Activity:
Return, from the listing below, each line where the word "water" appears.

Information supplied:
>>>
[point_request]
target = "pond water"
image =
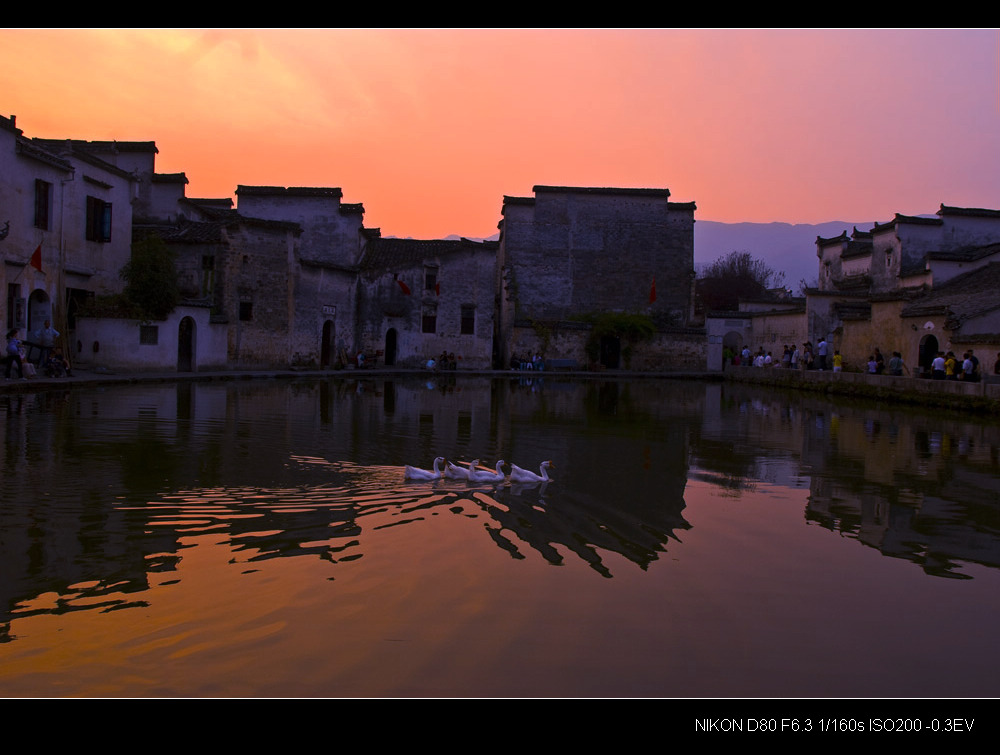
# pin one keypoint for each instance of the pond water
<<<
>>>
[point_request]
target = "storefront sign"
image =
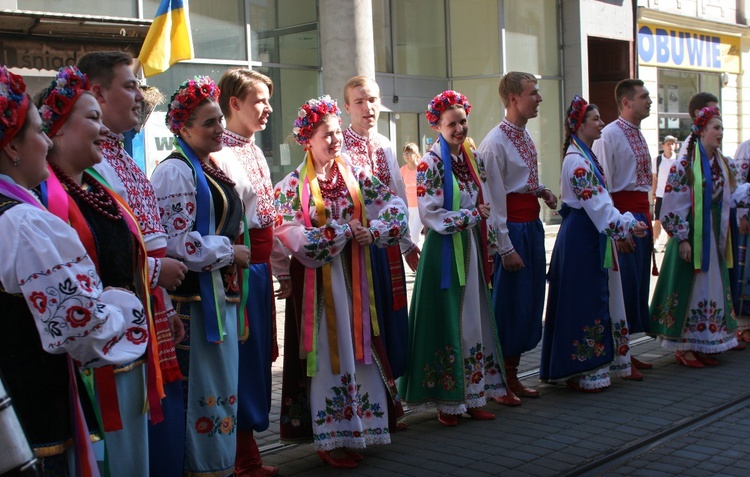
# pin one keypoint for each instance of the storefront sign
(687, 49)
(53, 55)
<<<
Task output:
target = "pond water"
# pin one keypoint for each instance of the pond water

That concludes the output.